→ GIVEN EXERCISE
Reproduce every one of the entries below word for word, leaving out the pictures.

→ DATA ENTRIES
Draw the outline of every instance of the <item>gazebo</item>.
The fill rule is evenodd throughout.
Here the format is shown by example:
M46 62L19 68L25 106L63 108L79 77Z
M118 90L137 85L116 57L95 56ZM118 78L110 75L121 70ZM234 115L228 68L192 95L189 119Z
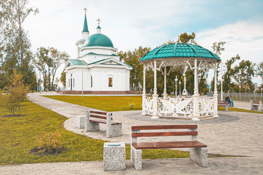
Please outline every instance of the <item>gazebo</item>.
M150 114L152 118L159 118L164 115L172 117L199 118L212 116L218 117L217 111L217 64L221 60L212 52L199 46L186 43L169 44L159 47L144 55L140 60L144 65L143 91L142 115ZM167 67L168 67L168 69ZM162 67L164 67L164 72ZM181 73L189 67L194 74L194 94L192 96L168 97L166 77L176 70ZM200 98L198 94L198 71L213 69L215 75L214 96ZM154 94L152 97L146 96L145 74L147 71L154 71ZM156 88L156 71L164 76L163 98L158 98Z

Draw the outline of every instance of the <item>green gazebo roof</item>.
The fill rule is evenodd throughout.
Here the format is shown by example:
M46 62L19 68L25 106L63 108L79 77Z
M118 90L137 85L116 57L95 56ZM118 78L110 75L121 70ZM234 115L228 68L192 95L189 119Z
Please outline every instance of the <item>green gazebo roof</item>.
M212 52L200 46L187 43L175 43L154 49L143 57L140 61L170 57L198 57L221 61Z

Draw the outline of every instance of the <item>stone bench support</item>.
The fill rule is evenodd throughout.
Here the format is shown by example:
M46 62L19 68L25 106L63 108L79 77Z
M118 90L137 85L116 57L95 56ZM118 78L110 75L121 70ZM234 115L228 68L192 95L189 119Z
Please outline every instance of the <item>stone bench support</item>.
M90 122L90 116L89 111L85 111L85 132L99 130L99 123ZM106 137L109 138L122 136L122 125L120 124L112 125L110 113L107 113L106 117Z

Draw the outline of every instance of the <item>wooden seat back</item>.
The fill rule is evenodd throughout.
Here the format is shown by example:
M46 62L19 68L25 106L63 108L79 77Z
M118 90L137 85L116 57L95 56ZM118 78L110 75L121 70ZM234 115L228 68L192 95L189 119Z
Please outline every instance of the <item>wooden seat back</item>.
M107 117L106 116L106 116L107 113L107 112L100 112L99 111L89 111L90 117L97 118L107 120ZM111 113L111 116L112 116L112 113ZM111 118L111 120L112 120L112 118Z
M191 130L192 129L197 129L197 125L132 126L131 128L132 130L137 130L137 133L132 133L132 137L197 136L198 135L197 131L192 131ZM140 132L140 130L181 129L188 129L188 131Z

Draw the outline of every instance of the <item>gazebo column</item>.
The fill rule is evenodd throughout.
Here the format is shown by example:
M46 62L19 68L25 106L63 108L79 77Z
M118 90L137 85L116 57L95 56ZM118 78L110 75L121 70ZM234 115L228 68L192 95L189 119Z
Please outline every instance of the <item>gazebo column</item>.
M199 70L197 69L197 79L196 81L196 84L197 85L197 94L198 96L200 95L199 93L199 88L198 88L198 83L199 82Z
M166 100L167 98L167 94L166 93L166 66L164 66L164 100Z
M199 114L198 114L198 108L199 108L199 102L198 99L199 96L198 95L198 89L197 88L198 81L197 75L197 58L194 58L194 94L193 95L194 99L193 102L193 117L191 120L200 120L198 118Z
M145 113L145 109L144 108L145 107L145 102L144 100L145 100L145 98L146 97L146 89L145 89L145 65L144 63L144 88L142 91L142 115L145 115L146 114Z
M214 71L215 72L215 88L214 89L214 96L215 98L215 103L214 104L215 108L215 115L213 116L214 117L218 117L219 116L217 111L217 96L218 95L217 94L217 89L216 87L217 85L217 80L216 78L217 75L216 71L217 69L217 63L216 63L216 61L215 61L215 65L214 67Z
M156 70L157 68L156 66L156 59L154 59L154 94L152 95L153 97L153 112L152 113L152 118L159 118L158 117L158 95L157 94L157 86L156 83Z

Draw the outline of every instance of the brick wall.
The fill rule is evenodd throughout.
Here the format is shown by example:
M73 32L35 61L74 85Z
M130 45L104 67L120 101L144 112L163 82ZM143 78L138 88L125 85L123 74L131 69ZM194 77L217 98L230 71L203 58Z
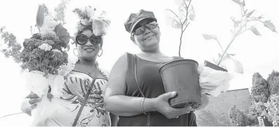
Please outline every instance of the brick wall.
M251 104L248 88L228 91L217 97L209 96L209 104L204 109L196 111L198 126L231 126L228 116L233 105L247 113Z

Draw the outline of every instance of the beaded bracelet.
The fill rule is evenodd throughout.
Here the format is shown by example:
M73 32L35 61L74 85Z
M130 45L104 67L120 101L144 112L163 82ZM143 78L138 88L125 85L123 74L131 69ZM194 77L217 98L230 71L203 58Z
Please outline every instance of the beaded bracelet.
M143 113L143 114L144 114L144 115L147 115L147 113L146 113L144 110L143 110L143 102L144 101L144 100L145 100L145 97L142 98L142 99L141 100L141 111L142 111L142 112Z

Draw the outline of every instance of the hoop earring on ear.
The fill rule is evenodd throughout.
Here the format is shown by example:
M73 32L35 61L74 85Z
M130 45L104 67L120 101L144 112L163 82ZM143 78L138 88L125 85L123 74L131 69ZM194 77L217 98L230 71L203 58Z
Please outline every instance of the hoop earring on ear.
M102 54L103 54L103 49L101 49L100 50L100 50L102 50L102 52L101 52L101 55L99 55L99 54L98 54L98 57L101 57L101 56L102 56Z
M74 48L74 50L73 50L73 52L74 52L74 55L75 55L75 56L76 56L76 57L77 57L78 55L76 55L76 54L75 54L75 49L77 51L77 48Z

→ PROBLEM SOLUTION
Draw the outline of every instance of the <item>gazebo</item>.
The fill rule is evenodd throughout.
Here the format is shown by example:
M46 62L19 68L25 106L63 108L79 77Z
M118 90L137 85L116 57L95 56ZM118 78L110 75L121 70ZM234 115L228 68L192 95L189 119Z
Please outline every instance of the <item>gazebo</item>.
M150 114L152 118L159 118L164 115L172 117L199 118L212 116L218 117L217 111L217 64L221 60L212 52L199 46L186 43L169 44L159 47L144 55L140 60L144 65L143 91L142 115ZM167 67L168 67L168 69ZM162 67L164 67L164 72ZM181 73L189 67L194 74L194 94L192 96L168 97L166 77L176 70ZM200 98L198 94L198 71L213 69L215 75L214 96ZM154 94L152 97L146 96L145 74L147 71L154 71ZM156 88L156 71L164 76L163 98L158 98Z

Draw the outline of every instance of the <item>green gazebo roof</item>.
The fill rule is evenodd throughout.
Here the format is shown by example:
M46 62L19 68L25 106L63 108L79 77Z
M118 90L137 85L116 57L95 56ZM118 78L110 75L121 70ZM234 115L228 68L192 95L189 119Z
Please outline every instance of the <item>green gazebo roof</item>.
M212 52L200 46L187 43L175 43L154 49L143 57L140 61L170 57L198 57L221 61Z

Draw the outline of every instance of the <item>stone bench support</item>.
The fill rule is evenodd throughout.
Here the format is shown by example:
M46 62L19 68L25 106L63 108L79 77Z
M118 90L137 85L116 57L95 56ZM118 78L110 75L121 70ZM234 115L228 68L192 95L189 119Z
Please outline every instance of the <item>stone bench support</item>.
M90 122L90 116L89 111L85 111L85 132L99 130L99 123ZM106 137L109 138L122 136L122 125L120 124L112 125L110 113L107 113L106 117Z

Draw the outline of every instance of the <item>wooden seat back</item>.
The fill rule is evenodd throughout.
Here the format is shown by example:
M46 62L19 68L25 106L63 108L79 77Z
M118 90L137 85L116 57L95 56ZM118 78L110 75L121 70ZM234 115L228 68L192 95L189 119Z
Please outline every instance of the <item>wooden seat back</item>.
M107 117L106 116L106 116L107 113L107 112L100 112L99 111L89 111L90 117L97 118L107 120ZM111 113L111 116L112 116L112 113ZM111 118L111 120L112 120L112 118Z
M191 130L192 129L197 129L197 125L132 126L131 128L132 130L137 130L137 133L132 133L132 137L197 136L198 135L197 131L192 131ZM140 132L140 130L181 129L188 129L188 131Z

Draw the outline of every instance of the <item>gazebo column</item>.
The fill rule is evenodd throughout.
Here the format is shown by example:
M46 62L19 68L25 106L63 108L79 77Z
M118 90L137 85L116 57L95 56ZM118 78L110 75L121 70ZM234 115L228 68L192 95L189 119Z
Please outline every instance of the <item>gazebo column</item>.
M199 70L197 69L197 79L196 81L196 84L197 85L197 94L198 96L200 95L199 93L199 88L198 88L198 83L199 82Z
M166 100L167 98L167 94L166 93L166 66L164 66L164 100Z
M199 114L198 114L198 108L199 108L199 102L198 99L199 96L198 95L198 89L197 88L198 81L197 75L197 58L194 58L194 94L193 95L194 99L193 102L193 117L191 120L200 120L198 118Z
M145 113L145 109L144 108L145 107L145 102L144 100L145 100L145 98L146 97L146 89L145 89L145 65L144 63L144 88L142 91L142 115L145 115L146 114Z
M214 71L215 72L215 88L214 89L214 96L215 98L215 103L214 104L215 108L215 115L213 116L214 117L218 117L219 116L217 111L217 96L218 95L217 94L217 89L216 87L217 85L217 80L216 78L217 75L216 71L217 69L217 63L216 63L216 61L215 61L215 65L214 67Z
M156 70L157 68L156 66L156 59L154 59L154 94L152 95L153 97L153 112L152 113L152 118L159 118L158 117L158 95L157 94L157 86L156 83Z

Draw the outline of every instance of the brick wall.
The fill rule is evenodd throughout.
Here the format is shown by example:
M73 32L35 61L74 85Z
M130 45L104 67L120 101L144 112L163 82ZM143 78L138 88L125 85L123 74L131 69ZM194 77L217 98L230 71L203 58Z
Please outline every instance of the brick wall.
M251 104L248 88L228 91L217 97L209 96L209 104L204 109L196 111L198 126L231 126L228 116L233 105L247 113Z

Draw the outline of every instance of the beaded bracelet.
The fill rule is evenodd throughout.
Here the format is shown by example:
M73 32L35 61L74 85Z
M130 45L104 67L120 101L144 112L163 82ZM143 78L138 88L125 85L123 74L131 69ZM194 77L217 98L230 71L203 58Z
Please outline every instance of the beaded bracelet.
M143 113L143 114L144 114L144 115L147 115L147 113L146 113L144 110L143 110L143 102L144 101L144 100L145 100L145 97L142 98L142 99L141 100L141 111L142 111L142 112Z

Draw the outline of every instance of the hoop earring on ear.
The fill rule is evenodd throughout.
Here the format is shown by example:
M73 32L35 61L74 85Z
M130 45L104 67L120 101L144 112L163 82ZM143 78L138 88L125 85L123 74L131 69ZM194 77L217 98L230 71L203 58Z
Please outline every instance of the hoop earring on ear.
M102 54L103 54L103 49L101 49L100 50L100 50L102 50L102 52L101 52L101 55L99 55L99 54L98 54L98 57L101 57L101 56L102 56Z
M74 48L74 50L73 50L73 52L74 52L74 55L75 55L75 56L76 56L76 57L77 57L78 55L76 55L76 54L75 54L75 49L77 51L77 48Z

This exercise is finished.